同年,水心住宅区作为温州第一批商品房被推向市场,每平方米售价仅为500元。紧接着是1990年推出的上陡门小区。由于人民路改造带来庞大的拆迁安置需求,1993年开发了下吕浦一、二期工程和黄龙安居工程,价格均在每平方米1000元左右。在此举拉动下,这一年水心住宅社区的房价上涨到每平方米3000元。温州楼市迎来了第一个高潮期。
以人民路改造为发端,1992—1997年,温州进行了最大规模的旧城改造工程,共涉及8条街道、20多个黄金地块。其间的1995年,受全国房地产市场周期波动的影响,温州楼市也曾短暂下跌。但到1997年,市政府为加快温州的城市化建设,再次提出了东移、西扩、北联、南接的战略口号,大力发展温州新城,还打算将市政府亦迁往新城。温州的楼市开始了又一个快速发展期。1999年后,温州楼市高位起跳,从此步入连续数年的巅峰期,房价普遍上扬,甚至出现了每平方米8000—10000元的天价楼。据温州官方部门对市区同一地段商品房价格的追踪比较,1999年增长幅度17%,2000年20%,2001年22%,2002年23%,2003—2004年上半年更是一路飙升。当地房地产人士做了个对比,1999年以来5年间,全国房价的平均增幅为4%,浙江为8%,而温州超过了15%,每平方米5500元以上的房子在市区楼市中占比高达85%。与房价一样火爆的,是迅速升温的炒楼风潮,甚至到了几乎无房可炒的地步。正由于此,本地楼盘已很少再花钱做媒体广告宣传。
上述涨落起伏的轨迹给我们留下了强烈的印象,地方政府是主导温州楼市发展的关键性推动力量。由于城市土地的愈发金贵,掌握着土地第一支配权的政府在“大有作为”间,已经不再满足于“一毛不拔”,而是开始赚得热火朝天。
当公共权力因掌控了土地而变得异常肥沃滋润之时,各种机会和欲望必然难以遏制地疯长。温州历史上最著名的外逃贪官杨秀珠即堪称经典的一例。

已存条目
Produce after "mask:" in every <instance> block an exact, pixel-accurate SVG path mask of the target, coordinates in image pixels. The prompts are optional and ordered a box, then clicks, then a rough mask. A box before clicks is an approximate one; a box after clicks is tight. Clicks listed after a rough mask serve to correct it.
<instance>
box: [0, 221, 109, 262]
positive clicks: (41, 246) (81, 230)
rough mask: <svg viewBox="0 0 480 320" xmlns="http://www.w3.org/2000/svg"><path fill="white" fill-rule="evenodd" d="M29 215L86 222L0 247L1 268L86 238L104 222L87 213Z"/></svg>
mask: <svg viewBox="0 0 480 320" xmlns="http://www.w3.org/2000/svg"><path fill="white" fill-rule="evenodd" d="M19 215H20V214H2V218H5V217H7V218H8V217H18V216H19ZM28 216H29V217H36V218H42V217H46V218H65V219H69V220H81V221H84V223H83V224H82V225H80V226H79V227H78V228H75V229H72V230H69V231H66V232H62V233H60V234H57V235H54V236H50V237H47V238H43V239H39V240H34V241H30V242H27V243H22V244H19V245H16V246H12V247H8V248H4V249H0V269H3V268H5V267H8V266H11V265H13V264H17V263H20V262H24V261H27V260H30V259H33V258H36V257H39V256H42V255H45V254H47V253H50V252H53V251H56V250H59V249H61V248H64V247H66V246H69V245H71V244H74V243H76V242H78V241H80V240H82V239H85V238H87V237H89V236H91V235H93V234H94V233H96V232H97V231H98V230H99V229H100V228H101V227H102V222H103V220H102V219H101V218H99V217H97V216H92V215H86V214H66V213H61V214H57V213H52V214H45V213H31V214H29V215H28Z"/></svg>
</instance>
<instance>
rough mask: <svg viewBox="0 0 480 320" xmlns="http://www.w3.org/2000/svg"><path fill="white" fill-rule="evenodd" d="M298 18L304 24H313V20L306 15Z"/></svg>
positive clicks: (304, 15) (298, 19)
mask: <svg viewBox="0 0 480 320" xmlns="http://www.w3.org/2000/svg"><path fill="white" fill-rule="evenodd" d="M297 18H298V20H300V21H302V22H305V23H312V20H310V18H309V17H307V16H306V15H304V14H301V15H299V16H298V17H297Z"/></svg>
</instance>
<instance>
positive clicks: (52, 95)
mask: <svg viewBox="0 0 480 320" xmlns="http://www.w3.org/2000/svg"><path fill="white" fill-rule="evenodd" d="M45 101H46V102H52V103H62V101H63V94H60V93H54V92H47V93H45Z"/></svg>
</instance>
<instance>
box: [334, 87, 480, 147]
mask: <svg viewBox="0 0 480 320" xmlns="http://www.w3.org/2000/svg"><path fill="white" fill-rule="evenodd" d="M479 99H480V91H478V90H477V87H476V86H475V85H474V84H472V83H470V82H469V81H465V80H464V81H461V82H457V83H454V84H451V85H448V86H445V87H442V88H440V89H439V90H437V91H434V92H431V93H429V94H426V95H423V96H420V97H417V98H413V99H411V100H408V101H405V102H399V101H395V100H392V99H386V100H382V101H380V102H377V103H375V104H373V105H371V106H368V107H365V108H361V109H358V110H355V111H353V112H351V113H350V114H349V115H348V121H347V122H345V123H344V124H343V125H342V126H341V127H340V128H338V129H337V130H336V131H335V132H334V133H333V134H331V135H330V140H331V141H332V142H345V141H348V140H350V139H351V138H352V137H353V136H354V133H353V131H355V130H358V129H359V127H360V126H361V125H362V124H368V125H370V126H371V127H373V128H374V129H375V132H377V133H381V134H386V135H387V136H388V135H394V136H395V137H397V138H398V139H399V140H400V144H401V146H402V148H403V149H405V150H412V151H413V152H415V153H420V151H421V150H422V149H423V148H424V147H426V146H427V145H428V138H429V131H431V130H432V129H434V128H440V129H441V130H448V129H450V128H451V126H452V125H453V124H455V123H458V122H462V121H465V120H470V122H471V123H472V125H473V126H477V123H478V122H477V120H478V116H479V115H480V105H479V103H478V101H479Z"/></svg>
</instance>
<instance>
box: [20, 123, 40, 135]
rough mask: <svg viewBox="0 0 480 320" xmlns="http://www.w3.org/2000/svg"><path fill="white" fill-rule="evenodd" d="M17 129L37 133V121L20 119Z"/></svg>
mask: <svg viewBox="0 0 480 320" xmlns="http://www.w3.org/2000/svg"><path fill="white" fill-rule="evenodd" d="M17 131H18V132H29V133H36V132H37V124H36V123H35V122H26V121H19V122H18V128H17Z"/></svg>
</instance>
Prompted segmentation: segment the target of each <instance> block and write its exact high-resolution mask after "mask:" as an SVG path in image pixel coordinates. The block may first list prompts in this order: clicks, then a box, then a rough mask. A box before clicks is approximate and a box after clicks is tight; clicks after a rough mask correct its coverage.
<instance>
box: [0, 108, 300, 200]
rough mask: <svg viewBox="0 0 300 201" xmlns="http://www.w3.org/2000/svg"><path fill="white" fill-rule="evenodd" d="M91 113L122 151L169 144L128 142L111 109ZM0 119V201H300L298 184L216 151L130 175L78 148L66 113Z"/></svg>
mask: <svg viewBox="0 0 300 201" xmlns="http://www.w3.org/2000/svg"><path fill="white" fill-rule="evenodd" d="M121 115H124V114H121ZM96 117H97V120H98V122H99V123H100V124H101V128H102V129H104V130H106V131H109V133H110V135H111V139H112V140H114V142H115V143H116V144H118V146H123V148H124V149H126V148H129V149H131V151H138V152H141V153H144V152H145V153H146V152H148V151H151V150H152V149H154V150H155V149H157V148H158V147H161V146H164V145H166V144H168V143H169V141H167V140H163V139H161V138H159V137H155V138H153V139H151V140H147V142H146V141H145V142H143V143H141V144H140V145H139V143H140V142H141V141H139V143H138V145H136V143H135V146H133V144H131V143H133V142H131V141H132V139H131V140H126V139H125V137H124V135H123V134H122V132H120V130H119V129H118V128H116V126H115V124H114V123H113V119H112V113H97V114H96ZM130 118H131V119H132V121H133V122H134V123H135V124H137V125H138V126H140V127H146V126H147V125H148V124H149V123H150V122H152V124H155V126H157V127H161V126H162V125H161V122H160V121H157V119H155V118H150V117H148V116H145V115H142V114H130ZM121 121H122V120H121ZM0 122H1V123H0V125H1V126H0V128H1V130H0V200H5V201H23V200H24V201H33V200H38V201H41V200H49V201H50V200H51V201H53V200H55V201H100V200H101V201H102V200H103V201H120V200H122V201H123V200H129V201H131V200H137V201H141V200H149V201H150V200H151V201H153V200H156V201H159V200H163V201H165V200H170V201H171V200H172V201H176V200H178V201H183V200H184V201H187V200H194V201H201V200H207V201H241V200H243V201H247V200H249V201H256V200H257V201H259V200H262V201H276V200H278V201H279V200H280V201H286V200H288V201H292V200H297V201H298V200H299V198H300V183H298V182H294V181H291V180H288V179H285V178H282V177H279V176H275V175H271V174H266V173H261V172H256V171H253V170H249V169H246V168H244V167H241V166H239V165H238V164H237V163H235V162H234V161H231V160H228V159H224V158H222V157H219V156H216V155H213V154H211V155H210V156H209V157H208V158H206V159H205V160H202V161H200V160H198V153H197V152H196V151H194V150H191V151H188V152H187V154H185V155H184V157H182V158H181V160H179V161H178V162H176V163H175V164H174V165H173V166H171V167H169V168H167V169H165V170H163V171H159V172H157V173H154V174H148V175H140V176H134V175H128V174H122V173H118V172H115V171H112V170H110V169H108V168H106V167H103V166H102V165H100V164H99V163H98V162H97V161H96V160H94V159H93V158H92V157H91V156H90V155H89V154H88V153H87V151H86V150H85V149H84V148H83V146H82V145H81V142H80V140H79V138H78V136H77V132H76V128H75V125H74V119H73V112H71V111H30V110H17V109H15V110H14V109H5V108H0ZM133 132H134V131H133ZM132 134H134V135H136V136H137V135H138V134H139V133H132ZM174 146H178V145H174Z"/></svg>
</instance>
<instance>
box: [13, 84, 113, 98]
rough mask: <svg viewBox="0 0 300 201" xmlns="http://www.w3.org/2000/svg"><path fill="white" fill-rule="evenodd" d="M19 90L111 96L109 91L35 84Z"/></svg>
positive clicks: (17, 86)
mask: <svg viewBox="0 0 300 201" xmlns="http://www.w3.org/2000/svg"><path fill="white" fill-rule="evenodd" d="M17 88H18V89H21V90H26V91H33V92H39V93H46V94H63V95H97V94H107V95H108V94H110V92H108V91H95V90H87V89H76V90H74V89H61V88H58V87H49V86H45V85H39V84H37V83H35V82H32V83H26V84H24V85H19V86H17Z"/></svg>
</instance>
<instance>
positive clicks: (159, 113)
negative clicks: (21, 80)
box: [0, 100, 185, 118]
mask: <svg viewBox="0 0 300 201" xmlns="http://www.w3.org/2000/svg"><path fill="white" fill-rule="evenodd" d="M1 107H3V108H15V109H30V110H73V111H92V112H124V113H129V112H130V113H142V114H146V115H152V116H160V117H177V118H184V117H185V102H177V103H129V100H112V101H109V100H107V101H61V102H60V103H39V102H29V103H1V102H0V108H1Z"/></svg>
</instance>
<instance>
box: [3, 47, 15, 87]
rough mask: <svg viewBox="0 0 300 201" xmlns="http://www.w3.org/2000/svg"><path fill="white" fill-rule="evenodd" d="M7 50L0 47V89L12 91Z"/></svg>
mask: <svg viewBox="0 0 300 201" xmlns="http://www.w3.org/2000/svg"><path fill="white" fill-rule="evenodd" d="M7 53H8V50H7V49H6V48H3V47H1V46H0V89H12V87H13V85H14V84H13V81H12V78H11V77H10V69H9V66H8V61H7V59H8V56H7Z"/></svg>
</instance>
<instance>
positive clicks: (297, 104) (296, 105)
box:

| 任务说明 |
1. 关于温州楼市的这段摘录里提到了哪些具体的住宅小区或住房工程？请全部列出。
2. 请接着这段讲温州楼市的摘录往下写，从最后一句之后开始。

| 书面回答 |
1. 水心住宅区（水心住宅社区）、上陡门小区、下吕浦一、二期工程、黄龙安居工程

2.
在饮食店卖馒头出身的杨秀珠最终进入权力的巅峰,靠的正是她与土地的密切关系:1984年担任新成立的温州市规划局副局长,1989年任局长,1995年升至主管城建的副市长,1998年调任浙江省建设厅副厅长。杨秀珠的升迁史基本上就是温州房地产市场走向辉煌的发展史,在十余年间,她俨然成为温州土地政策的解释者和土地分配的决策者,权力之盛、能量之大令人叹为观止,以至温州人普遍将那个时期称作温州房地产市场的杨秀珠时代。由于交易网的错综复杂及黑箱操作的隐秘性,杨秀珠在强势权力的掩护下与不法地产商进行土地合谋的水究竟有多深至今尚未完全透明,有关部门亦以案件仍在侦查中为由拒绝透露详情。但有推测说,据称现已外逃至美国曼哈顿周边新泽西州爱迪森市,每天在舒适的长椅上享受灿烂阳光的杨秀珠因此攫取的财富应在一亿元以上。
这个59岁、离异多年的孤身女人有着一副男人般沙哑低沉的嗓音,溜须拍马者私下甚至不称其“大姐”而尊称为“大哥”。大哥自有大哥的风范,在温州圈内,杨秀珠的为人豪放、仗义助人一直传为美谈。温州市政府一位现任主要官员的妻子曾亲口向我讲述了这样一则杨秀珠奇闻。1998年,即将到省建设厅赴任的杨来到这位官员家中道别,嘘寒问暖间杨表示,你家的房子太小急需改善,市里在某繁华地段有几栋楼,我走之前再做件好事,一定要帮你落实一套。向来讲究原则、笃信清廉的这位官员以为她是玩笑话,根本没往心里去。几年后,温州市有关部门清理干部住房情况,一天,该部门突然告知这位官员:经查,你还拥有一套位于某处的住房,属严重超标,请予以说明。这位官员大吃一惊,他都不知道自己竟会有从天而降的另一笔巨额房产。最后事情总算明了,原来是法力无边、说话算数的杨秀珠未经他本人同意,早已悄悄将一套住房挂到了他的名下。
与大胆“有为”、“送”房如卖菜的杨秀珠相比,买房如买菜的温州人实在是小巫见大巫。
“房产新政”震荡
很少有城市像杭州一样,因房地产市场的剧烈喷发及个性化的发展特征,而被冠以“杭州现象”。
这个距离温州约350公里的省会城市,以其秀丽的景色自古就博得了“天堂”的美誉。但对于生活其间的许多老百姓来说,近些年疯了一般的楼价让他们怎么也找不到“天堂”的感觉。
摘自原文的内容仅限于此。